# Records for the task
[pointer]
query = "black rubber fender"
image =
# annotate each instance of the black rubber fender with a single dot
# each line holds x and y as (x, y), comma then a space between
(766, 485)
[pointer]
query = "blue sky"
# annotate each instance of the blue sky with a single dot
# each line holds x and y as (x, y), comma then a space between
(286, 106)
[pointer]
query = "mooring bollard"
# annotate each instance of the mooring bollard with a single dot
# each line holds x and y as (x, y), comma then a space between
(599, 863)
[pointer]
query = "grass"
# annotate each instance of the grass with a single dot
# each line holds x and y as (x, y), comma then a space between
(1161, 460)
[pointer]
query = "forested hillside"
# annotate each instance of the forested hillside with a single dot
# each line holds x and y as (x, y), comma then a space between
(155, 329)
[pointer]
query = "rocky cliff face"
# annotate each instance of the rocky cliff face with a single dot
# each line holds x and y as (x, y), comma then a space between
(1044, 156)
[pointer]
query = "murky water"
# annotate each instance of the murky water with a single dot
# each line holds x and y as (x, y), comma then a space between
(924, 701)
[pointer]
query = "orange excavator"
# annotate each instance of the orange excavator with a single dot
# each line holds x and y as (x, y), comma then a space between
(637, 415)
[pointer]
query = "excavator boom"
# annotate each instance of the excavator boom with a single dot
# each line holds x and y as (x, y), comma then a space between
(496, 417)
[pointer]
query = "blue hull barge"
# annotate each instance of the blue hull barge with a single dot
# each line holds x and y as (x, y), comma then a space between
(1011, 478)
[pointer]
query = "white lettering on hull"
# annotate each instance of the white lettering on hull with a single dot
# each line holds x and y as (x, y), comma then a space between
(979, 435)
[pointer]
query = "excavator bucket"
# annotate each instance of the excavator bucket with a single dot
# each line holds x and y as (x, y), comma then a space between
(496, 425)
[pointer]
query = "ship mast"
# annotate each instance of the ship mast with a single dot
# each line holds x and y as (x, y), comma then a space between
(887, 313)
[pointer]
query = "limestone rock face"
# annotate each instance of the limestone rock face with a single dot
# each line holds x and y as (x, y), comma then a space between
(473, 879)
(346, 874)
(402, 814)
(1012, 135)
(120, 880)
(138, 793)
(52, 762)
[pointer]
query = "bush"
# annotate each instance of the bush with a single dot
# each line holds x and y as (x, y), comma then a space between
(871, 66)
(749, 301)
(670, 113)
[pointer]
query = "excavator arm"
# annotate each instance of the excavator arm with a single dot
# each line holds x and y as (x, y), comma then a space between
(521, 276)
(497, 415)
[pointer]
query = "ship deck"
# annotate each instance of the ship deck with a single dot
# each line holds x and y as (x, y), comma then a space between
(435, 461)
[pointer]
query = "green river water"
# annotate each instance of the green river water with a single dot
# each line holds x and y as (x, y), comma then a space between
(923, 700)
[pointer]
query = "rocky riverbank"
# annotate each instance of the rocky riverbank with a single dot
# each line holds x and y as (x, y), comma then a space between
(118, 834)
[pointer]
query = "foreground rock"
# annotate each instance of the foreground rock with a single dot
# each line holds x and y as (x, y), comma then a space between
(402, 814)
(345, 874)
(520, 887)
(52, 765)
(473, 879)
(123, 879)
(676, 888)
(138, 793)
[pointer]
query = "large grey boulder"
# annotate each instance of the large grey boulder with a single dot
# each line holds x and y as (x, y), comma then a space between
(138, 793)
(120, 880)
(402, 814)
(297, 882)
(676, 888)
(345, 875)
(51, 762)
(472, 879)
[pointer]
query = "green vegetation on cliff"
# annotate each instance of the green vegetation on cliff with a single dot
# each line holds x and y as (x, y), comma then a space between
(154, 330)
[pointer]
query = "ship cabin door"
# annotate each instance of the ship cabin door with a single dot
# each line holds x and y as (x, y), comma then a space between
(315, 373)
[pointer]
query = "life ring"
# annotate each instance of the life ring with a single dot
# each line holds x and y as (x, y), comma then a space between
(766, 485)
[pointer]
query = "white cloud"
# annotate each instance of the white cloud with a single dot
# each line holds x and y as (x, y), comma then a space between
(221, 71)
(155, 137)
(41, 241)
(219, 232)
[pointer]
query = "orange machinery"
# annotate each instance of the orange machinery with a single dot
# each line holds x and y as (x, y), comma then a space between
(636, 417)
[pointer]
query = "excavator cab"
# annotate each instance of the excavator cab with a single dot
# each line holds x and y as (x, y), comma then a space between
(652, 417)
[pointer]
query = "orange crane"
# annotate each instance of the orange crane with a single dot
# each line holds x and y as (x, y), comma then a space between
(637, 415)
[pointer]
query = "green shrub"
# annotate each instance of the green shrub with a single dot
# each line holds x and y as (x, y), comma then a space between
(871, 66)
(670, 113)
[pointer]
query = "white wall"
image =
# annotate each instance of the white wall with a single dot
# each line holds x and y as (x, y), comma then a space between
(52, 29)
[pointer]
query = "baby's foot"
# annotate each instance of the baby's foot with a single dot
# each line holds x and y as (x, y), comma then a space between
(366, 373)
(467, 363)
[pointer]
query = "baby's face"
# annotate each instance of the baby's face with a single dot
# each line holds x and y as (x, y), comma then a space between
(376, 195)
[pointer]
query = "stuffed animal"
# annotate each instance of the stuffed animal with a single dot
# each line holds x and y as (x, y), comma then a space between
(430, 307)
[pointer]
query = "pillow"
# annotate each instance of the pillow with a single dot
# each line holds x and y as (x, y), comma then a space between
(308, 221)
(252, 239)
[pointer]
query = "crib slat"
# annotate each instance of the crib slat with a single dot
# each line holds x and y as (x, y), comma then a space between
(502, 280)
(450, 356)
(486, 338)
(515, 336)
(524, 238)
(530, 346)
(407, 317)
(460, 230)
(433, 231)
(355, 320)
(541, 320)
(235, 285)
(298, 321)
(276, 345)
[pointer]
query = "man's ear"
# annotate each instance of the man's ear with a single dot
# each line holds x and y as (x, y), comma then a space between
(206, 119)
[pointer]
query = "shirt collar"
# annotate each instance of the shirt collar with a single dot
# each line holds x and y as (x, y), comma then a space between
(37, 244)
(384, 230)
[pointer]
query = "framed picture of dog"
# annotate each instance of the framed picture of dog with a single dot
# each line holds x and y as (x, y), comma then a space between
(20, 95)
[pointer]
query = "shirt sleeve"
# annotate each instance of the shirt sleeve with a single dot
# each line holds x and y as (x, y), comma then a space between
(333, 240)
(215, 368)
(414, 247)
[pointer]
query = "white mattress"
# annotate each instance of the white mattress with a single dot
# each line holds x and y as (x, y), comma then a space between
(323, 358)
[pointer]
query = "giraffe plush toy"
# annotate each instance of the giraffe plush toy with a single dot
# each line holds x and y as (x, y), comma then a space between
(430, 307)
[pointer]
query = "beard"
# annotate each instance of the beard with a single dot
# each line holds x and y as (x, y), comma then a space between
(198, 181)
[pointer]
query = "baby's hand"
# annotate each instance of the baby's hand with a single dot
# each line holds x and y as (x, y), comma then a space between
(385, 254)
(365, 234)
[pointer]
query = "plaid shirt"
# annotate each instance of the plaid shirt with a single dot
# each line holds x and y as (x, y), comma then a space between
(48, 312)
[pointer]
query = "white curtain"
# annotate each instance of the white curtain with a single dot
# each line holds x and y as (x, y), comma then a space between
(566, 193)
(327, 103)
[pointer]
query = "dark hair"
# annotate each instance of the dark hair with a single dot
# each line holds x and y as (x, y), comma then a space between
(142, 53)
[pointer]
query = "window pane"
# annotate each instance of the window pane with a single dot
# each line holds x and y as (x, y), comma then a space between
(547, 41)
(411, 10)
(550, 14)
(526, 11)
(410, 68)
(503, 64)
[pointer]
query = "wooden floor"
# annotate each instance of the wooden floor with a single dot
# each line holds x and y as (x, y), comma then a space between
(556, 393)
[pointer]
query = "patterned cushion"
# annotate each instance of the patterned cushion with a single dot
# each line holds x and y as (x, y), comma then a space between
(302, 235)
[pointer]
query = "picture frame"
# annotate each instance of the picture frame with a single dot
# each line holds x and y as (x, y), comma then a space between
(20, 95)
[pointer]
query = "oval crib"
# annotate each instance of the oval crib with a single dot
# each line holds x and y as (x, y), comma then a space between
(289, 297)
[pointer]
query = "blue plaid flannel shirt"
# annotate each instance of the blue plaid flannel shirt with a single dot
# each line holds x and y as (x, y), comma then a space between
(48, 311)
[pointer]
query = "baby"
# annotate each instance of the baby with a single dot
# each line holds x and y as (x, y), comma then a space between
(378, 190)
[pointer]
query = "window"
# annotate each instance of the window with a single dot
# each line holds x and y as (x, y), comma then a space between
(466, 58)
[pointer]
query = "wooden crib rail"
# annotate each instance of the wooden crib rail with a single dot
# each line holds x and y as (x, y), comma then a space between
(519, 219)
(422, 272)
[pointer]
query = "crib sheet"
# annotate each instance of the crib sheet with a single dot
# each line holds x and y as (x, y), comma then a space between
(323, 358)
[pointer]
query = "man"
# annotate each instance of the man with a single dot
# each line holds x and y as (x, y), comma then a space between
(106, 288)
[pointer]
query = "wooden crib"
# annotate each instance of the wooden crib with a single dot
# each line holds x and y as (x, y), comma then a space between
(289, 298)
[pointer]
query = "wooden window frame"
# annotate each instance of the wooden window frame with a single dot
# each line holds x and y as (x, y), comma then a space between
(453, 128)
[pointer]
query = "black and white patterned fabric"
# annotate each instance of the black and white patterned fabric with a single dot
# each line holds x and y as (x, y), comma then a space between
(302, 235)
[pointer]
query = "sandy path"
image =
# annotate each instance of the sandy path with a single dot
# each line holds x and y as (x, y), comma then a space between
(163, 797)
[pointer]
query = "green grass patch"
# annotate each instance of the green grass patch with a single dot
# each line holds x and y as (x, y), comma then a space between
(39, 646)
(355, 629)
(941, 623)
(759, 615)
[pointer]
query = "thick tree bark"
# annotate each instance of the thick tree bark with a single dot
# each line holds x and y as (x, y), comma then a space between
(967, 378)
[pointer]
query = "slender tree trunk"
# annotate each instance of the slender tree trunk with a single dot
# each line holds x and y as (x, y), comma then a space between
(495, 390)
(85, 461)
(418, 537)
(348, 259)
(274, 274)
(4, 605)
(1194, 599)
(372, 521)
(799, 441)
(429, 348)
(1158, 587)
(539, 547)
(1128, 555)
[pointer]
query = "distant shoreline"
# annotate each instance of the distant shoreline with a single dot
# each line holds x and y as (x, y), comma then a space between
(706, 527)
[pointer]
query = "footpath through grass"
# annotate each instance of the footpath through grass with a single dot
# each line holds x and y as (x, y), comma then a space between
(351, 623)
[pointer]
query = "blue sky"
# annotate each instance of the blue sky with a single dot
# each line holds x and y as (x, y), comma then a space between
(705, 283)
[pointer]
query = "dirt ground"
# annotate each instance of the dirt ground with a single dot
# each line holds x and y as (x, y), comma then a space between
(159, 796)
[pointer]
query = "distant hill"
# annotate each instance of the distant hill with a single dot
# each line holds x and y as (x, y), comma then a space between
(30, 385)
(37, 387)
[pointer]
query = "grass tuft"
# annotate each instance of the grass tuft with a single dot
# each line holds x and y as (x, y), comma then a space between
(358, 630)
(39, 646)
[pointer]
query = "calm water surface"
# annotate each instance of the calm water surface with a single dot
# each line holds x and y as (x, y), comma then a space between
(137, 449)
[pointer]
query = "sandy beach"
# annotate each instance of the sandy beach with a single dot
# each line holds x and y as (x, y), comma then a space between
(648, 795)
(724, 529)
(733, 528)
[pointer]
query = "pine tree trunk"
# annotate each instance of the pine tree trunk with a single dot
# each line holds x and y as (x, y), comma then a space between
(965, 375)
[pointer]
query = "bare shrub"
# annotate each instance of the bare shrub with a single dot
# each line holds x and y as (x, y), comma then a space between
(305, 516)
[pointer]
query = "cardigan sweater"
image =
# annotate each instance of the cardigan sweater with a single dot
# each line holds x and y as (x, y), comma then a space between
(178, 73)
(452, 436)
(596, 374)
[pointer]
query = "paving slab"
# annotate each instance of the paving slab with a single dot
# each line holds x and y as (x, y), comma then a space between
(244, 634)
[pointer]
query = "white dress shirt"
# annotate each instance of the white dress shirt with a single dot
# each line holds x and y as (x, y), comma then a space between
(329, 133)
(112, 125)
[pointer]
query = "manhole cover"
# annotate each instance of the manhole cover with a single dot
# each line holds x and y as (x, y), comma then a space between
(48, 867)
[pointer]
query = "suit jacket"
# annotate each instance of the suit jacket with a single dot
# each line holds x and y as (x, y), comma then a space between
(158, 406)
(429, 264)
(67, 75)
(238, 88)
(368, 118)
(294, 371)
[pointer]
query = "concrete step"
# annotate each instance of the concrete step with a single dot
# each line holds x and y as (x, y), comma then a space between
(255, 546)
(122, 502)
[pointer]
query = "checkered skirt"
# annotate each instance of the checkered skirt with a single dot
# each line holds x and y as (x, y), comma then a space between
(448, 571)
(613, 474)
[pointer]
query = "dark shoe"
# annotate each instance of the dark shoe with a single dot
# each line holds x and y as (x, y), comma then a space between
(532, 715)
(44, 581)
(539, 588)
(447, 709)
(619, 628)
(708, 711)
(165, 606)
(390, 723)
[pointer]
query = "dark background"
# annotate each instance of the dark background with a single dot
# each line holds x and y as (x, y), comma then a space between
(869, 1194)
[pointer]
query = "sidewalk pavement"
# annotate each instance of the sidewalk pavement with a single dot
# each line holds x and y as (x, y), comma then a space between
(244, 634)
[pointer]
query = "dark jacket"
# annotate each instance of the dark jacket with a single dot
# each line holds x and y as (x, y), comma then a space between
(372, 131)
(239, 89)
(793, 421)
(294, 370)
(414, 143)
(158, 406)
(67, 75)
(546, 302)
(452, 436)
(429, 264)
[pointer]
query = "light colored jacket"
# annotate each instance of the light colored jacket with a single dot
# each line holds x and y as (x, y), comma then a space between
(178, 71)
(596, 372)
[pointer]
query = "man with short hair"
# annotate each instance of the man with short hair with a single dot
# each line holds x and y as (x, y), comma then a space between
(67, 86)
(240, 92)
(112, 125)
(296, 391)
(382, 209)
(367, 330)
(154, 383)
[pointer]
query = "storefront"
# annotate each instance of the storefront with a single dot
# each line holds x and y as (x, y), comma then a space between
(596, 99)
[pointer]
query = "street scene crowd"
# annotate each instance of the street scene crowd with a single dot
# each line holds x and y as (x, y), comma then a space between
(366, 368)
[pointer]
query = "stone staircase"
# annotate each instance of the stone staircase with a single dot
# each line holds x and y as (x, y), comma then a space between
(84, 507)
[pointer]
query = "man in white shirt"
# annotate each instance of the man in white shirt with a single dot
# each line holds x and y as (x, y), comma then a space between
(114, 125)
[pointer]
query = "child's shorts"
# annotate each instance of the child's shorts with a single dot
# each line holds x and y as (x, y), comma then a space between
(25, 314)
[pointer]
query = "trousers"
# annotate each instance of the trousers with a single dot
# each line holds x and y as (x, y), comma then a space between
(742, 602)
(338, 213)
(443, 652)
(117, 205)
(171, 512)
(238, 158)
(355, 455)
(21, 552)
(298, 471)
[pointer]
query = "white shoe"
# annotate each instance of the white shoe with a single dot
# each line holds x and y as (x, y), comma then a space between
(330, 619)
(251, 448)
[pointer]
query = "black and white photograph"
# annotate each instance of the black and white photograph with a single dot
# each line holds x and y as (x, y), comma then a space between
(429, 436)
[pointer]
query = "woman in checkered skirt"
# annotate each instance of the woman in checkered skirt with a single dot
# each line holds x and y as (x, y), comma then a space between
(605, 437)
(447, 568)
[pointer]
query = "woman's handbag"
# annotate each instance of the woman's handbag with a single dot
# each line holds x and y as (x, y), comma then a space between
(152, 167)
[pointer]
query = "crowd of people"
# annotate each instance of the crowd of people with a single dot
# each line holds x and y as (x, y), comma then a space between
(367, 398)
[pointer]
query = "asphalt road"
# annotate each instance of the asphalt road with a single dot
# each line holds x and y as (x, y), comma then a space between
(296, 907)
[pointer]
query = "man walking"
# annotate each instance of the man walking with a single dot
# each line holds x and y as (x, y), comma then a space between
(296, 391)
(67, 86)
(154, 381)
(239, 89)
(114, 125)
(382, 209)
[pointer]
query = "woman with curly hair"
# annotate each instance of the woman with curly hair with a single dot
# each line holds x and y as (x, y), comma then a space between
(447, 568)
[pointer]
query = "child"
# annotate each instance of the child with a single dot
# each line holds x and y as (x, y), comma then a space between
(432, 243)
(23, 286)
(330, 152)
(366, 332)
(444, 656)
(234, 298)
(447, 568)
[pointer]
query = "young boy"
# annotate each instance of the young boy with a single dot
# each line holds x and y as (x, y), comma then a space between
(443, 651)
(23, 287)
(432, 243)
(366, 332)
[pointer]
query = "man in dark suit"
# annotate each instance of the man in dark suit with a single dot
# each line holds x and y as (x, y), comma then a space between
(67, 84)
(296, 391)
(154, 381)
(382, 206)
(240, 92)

# What the task asks
Return, from the material above, each line holding the string "beard".

# Output for this exercise
query = "beard"
# annotate each instance of the beard with a single dot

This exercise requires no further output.